## Begin Entries shown

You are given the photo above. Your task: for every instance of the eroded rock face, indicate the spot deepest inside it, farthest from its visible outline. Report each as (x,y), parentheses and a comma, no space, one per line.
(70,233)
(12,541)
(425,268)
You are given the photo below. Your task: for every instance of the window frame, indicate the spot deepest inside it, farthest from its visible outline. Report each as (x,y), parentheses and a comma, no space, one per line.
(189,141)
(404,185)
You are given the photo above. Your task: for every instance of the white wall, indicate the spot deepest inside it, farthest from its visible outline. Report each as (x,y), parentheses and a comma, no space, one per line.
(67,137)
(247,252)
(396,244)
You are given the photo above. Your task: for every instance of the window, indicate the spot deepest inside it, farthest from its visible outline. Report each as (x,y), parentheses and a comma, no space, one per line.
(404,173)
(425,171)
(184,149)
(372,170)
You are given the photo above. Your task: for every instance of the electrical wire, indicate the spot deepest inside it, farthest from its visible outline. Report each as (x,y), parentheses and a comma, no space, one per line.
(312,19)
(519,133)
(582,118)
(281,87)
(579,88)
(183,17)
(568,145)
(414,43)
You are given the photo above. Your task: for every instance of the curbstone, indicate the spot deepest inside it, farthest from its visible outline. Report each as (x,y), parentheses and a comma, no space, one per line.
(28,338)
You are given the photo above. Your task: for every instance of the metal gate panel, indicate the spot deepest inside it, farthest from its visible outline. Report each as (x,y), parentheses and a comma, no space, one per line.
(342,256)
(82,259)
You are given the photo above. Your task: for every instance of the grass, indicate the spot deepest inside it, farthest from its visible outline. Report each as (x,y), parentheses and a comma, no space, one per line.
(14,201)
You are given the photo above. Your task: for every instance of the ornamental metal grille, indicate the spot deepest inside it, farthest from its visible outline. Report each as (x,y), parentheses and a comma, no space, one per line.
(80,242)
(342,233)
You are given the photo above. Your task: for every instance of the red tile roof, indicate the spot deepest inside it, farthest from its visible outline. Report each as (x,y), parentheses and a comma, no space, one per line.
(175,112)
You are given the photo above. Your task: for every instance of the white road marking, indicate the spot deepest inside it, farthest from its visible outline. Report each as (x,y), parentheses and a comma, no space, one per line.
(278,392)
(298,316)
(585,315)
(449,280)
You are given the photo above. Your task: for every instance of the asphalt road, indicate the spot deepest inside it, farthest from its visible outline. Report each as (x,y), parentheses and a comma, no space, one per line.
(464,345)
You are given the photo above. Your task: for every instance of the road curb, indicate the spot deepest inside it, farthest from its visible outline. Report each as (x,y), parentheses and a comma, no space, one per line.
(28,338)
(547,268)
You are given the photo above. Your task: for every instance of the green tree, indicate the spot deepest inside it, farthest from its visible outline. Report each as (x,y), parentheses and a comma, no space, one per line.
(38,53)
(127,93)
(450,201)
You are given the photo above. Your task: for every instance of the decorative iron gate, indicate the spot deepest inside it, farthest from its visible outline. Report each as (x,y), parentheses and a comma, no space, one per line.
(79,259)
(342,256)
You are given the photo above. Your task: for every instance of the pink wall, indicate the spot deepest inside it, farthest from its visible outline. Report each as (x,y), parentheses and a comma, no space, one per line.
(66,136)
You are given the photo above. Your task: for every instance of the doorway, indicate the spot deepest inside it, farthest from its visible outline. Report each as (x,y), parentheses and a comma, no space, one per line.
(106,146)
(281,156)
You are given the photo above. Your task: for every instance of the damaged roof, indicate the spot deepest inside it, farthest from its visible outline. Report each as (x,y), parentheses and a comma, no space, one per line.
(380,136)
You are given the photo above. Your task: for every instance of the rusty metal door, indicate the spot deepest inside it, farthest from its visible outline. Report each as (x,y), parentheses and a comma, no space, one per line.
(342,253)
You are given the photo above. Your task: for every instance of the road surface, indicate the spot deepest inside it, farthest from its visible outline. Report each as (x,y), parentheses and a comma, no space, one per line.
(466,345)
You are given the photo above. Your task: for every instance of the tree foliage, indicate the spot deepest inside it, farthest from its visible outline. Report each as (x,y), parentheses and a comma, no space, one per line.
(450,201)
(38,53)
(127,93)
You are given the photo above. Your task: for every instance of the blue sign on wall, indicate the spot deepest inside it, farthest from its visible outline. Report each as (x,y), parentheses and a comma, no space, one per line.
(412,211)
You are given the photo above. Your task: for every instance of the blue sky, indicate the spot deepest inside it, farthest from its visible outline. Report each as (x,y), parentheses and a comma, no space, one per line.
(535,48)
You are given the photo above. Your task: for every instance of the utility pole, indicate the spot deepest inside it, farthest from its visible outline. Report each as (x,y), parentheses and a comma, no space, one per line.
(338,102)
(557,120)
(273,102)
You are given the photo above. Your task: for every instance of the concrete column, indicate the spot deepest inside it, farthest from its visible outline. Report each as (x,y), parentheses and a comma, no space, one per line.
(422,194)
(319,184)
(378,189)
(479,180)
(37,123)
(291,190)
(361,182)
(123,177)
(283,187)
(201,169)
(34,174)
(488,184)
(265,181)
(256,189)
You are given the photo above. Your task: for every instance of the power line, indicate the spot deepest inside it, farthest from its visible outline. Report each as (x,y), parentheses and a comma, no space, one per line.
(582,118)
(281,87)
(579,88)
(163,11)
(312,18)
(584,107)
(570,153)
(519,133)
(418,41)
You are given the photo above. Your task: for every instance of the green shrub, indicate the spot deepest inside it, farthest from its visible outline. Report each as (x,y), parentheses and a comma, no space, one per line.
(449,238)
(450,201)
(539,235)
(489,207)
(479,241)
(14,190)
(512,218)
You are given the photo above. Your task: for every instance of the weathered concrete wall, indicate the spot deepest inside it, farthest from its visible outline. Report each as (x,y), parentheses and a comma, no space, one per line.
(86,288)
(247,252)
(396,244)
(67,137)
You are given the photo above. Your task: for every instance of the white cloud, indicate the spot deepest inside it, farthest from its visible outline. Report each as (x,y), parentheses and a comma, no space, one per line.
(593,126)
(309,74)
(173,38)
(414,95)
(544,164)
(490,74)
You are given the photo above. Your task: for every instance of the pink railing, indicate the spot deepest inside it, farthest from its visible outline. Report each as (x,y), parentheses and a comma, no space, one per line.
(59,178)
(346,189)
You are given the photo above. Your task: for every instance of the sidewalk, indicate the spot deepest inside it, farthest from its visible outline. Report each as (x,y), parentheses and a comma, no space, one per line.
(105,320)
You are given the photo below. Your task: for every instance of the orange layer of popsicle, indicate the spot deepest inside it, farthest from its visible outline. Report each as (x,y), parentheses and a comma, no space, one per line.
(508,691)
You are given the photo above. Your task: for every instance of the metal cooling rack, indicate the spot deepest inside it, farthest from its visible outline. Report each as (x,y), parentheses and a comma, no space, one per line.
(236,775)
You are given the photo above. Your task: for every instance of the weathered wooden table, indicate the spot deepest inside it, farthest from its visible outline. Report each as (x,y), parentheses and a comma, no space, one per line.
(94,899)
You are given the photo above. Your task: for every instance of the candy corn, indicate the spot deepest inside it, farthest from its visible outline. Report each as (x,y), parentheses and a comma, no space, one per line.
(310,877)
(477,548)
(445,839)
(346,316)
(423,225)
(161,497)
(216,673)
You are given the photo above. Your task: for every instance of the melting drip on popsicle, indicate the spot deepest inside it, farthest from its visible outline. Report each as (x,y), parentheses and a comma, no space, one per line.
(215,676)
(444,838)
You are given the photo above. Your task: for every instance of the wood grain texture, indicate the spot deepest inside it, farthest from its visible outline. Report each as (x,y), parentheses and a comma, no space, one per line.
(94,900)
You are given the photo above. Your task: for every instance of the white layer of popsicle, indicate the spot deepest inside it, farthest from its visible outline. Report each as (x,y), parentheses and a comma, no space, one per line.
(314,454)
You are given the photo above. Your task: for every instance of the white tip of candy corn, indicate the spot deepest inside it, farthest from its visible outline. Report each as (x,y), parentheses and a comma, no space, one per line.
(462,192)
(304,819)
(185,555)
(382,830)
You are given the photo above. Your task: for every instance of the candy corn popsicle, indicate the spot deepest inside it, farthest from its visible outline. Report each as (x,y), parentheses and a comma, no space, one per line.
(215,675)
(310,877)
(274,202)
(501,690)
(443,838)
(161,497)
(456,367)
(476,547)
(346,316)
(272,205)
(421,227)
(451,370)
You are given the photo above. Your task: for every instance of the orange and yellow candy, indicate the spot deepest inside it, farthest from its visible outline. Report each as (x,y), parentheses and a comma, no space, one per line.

## End Entries shown

Write the lines out exactly, from the one with "the candy corn, indicate" down to the last line of the listing, and leave out all others.

You are given the photo above. Your task: for every instance of the candy corn, indicate the spot deepest inside it, farthest from its visible outline. Report each as (x,y), parentheses and a comma, no space, one per line.
(310,877)
(477,548)
(445,839)
(346,316)
(423,225)
(161,497)
(216,673)
You are given the photo above. Your task: for every instance of the melting drip on popsicle, indicate the spot deepest inside it, farthest from its visible outline. Report each as (x,y), parentheses and a comma, no space, one per line.
(215,676)
(444,838)
You are given the photo above. Your task: for every instance of the wood grain texture, indicate the spot deepest inside it, farthest from its visible outline. Report each as (x,y), parentheses and a comma, no space, one per line.
(94,900)
You are given the photo above. Your task: for every instance of the white layer of popsicle, indicate the spot deepest inside it, farthest from its visible outline. Report each as (x,y), parentheses and a comma, no space, one per line.
(314,454)
You are given the photo above. Your task: for every instance of the white tip of candy corn, indicate the spot deepest inside it, farthest from its visible outline. Report each as (x,y), parentheses and a comma, no space, one per line.
(462,192)
(304,819)
(185,555)
(382,830)
You are given the photo above. Your task: for every instance of the candy corn popsicle, indicate the spot deepest inside it, farthest from its visible outline. Report each as (x,y), parentheses and a comma, no space, one per line.
(215,675)
(310,877)
(274,202)
(501,690)
(443,838)
(161,497)
(456,367)
(476,547)
(346,316)
(272,205)
(421,227)
(451,370)
You are given the photo above. Your task: for every instance of the orange and yellow candy, indicate the spot deepest inside it, farthest from its visible outline. Report each as (x,y), parentheses and a comma, no space, one per line.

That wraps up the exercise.